Em 1986 realizamos a Conferência Nacional do Negro em Brasília – DF, de onde saiu a proposta de criminalização do racismo e a resolução 68 das Disposições Transitórias Constitucionais, sobre a titulação das terras dos remanescentes de quilombos.
No ano de 1988, no VIII Encontro de Negros do Norte - Nordeste, organizado pelo MNU da região, foram definidas questões que balizaram a atual Lei 10.639, que dispõe sobre o ensino da História da África e do negro no Brasil, a orientação educacional que permeou a criação, com certeza do Centro de Educação Unificada – CEU, escola integral, com cultura, arte, lazer (cinema – teatro – sala de música - quadras esportivas), bibliotecas, material escolar gratuito, alimentação e assistência médica, no governo Marta Suplicy na Cidade de São Paulo.
O Estado, os partidos políticos, movimentos sindical e popular, tentam separar as conquistas da população negra do movimento negro, carro chefe da nossa luta. O estado e os partidos políticos buscam dominar e manipular nossa população. Os movimentos por equívocos e por terem o racismo introjetado em suas mentes, ações e concepções.
Na revista "O Negro", em 1992, Margarida Barbosa – enfermeira do Hospital das Clínicas da Unicamp – Universidade de Campinas, militante do MNU, atualmente diretora do Sindicato dos Trabalhadores da Unicamp - escrevia sobre a Anemia Falciforme, doença que proporcionalmente atinge mais aos negros, orientando a sociedade e cobrando a quem de direito a exigência de políticas públicas referentes a este tipo de doença , pois além desta anemia, há diabetes, hipertensão e outras doenças que proporcionalmente vitimam mais aos negros.
O MNU, fortalecendo a proposta do início da década de setenta, do Grupo Palmares de Porto Alegre, decidiu na Assembleia Nacional do MNU, em Salvador – BA, no dia 4 de novembro de l978, transformar o 20 de Novembro, no DIA NACIONAL DA CONSCIÊNCIA NEGRA, data da morte de Zumbi , um dos principais comandantes do Quilombo dos Palmares, um exemplo de luta e dignidade para os negros e todos os brasileiros.

Dados de máscaras de segmentação
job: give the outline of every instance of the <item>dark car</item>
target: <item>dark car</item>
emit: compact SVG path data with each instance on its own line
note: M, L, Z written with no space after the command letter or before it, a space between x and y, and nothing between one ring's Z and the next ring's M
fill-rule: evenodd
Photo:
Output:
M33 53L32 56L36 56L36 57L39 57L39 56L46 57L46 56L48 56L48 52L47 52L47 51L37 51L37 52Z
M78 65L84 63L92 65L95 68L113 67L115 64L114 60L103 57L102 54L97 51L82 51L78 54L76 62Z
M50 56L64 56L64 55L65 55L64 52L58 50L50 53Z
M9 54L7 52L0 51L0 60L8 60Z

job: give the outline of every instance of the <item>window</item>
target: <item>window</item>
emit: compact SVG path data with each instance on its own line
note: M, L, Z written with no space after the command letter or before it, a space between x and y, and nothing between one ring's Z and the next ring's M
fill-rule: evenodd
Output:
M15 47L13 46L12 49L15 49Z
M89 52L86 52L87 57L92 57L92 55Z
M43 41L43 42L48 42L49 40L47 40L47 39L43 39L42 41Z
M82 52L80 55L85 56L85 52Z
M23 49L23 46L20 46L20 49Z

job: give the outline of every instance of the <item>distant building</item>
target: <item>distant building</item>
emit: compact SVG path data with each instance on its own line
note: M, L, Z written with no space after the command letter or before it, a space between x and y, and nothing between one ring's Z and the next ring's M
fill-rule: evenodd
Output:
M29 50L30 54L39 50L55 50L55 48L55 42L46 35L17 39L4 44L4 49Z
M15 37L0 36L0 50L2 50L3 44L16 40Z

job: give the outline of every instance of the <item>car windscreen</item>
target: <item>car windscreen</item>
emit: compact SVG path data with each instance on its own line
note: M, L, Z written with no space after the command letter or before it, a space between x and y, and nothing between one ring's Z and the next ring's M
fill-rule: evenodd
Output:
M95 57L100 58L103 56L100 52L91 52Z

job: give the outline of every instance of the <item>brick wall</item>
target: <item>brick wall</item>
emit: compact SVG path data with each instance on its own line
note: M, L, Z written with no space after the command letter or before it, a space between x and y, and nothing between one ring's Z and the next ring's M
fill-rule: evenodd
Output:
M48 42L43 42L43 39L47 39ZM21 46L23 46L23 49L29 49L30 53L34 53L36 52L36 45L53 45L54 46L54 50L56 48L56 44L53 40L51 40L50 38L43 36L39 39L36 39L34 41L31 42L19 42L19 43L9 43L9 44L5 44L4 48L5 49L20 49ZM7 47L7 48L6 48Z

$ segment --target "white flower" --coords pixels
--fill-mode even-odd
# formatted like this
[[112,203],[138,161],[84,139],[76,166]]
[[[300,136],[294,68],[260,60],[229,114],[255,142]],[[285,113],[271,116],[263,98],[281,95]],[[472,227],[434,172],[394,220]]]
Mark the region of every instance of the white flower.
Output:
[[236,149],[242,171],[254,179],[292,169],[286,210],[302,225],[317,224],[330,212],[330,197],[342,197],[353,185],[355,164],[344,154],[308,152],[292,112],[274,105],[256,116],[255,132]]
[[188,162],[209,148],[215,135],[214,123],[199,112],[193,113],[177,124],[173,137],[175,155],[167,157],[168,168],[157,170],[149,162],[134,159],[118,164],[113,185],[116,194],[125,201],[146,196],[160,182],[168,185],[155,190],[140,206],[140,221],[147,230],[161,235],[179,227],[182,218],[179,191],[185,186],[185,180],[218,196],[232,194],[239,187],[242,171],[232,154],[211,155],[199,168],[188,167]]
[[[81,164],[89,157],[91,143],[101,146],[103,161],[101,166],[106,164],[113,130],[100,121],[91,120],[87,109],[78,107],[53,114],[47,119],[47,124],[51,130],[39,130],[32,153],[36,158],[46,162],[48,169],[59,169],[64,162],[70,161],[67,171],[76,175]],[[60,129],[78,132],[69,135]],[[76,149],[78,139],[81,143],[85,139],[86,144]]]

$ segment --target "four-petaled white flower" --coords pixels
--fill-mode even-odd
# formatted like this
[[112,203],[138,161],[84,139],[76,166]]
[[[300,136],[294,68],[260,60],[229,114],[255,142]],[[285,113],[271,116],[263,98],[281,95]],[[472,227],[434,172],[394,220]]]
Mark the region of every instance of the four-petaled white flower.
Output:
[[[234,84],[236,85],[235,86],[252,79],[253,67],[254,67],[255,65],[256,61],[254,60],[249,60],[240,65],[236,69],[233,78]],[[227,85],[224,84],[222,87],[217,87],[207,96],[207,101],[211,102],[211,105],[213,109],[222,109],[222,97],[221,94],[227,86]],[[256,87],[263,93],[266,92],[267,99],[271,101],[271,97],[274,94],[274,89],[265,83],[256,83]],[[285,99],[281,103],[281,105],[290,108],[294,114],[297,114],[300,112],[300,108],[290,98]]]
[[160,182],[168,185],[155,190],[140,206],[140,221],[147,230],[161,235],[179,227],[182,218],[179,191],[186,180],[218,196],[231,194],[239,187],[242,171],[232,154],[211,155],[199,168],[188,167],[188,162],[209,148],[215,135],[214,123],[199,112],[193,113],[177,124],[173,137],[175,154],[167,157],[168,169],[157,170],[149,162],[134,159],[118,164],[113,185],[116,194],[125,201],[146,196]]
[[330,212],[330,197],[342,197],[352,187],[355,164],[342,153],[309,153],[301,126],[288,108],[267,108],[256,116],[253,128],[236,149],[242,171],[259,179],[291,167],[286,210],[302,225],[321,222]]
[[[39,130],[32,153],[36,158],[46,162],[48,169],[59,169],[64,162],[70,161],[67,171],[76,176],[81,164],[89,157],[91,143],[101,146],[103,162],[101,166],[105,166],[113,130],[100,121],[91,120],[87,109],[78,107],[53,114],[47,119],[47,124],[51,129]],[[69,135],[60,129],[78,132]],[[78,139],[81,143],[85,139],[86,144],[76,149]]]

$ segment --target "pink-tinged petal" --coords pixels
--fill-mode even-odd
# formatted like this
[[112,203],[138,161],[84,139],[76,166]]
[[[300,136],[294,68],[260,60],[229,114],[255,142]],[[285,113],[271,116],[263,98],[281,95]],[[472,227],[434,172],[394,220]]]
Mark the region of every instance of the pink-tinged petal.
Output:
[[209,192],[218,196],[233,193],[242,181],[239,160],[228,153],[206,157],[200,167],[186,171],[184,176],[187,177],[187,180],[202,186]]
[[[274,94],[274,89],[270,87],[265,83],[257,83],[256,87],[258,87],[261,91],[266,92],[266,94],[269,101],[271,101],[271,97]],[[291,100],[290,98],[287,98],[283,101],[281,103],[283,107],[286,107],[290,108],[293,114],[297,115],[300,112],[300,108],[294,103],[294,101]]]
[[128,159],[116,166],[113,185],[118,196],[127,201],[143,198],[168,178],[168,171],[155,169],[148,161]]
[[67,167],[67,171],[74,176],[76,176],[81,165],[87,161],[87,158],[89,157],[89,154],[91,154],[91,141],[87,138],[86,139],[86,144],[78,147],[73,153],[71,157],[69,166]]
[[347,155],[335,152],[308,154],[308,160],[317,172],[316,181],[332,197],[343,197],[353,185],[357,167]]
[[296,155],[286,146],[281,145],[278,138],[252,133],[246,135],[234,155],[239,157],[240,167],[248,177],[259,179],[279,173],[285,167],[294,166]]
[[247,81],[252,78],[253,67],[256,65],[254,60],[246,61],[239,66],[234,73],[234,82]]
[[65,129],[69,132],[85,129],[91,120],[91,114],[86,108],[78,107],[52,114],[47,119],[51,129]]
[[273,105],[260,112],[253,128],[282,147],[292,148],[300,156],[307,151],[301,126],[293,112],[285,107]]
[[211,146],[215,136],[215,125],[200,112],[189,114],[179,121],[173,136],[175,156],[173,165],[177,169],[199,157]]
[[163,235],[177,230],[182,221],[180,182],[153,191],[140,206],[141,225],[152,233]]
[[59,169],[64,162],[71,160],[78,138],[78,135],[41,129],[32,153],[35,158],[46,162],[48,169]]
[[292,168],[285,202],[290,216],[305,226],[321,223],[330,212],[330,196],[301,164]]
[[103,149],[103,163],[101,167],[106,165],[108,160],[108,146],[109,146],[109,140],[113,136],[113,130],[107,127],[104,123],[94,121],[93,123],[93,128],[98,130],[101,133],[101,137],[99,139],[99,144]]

Exploração do material:
1) Segundo o trecho sobre o movimento negro, em que cidade se realizou a Conferência Nacional do Negro de 1986?
2) Transcreva literalmente a parte do trecho sobre o movimento negro que se inicia nas palavras "O Estado, os" e termina após "ações e concepções.".
3) Dê continuidade ao trecho sobre o movimento negro a partir do ponto em que ele termina.
Os registros foram obtidos de outra fonte.

Lista de respostas:
1) Em Brasília – DF.

2)
O Estado, os partidos políticos, movimentos sindical e popular, tentam separar as conquistas da população negra do movimento negro, carro chefe da nossa luta. O estado e os partidos políticos buscam dominar e manipular nossa população. Os movimentos por equívocos e por terem o racismo introjetado em suas mentes, ações e concepções.

3)
No ano de l988, realizamos importantes manifestações no mês de maio contra a Farsa da Abolição, na cidade do Rio de Janeiro, São Paulo, Salvador e outras. Em 20 de novembro de 1995, realizamos a Marcha do Tricentenário da Imortalidade de Zumbi, a Marcha Zumbi dos Palmares, Contra o Racismo, Pela Igualdade e a Vida, em Brasília – DF, com a participação de mais de 30.000 pessoas.
Em São Paulo, no início de novembro de 95, realizamos uma grande manifestação com mais de oitocentas pessoas, no Consulado Americano contra a Pena de Morte e Pela Libertação de Múmia Abu Jamal, antigo dirigente do Partido dos Panteras Negras, preso e condenado à morte injustamente numa farsa reconhecida internacionalmente. Múmia Abu Jamal, como Nelson Mandela é um exemplo para a humanidade, na luta contra o racismo, pela liberdade e a vida, um campeão de direitos humanos. O MNU tem colaborado com campanhas internacionais pela defesa de sua vida e pela sua libertação.
Os remanescentes de quilombos com a participação do MNU, realizaram o I Encontro Nacional dos Remanescentes de Quilombos, em novembro de 95, fortalecendo a relação do movimento negro urbano com a área rural, dando uma nova qualidade ao movimento negro do Brasil.
Esta intervenção do MNU junto aos remanescentes de quilombos, teve início em 1980 através do MNU-SP no Cafundó, região de Sorocaba, tendo também o MNU atuado a partir de meados de oitenta junto aos Calungas, em Goiás e, o MNU-BA no início da década de noventa na região do Rio das Rãs.
O MNU atua junto a quilombos em Pernambuco, Rio de Janeiro, Minas Gerais, Rio Grande do Sul, Paraná e Maranhão.
A partir do final dos anos setenta desenvolvemos o conceito Raça e Classe, desenvolvendo uma teoria política para garantir as ações práticas.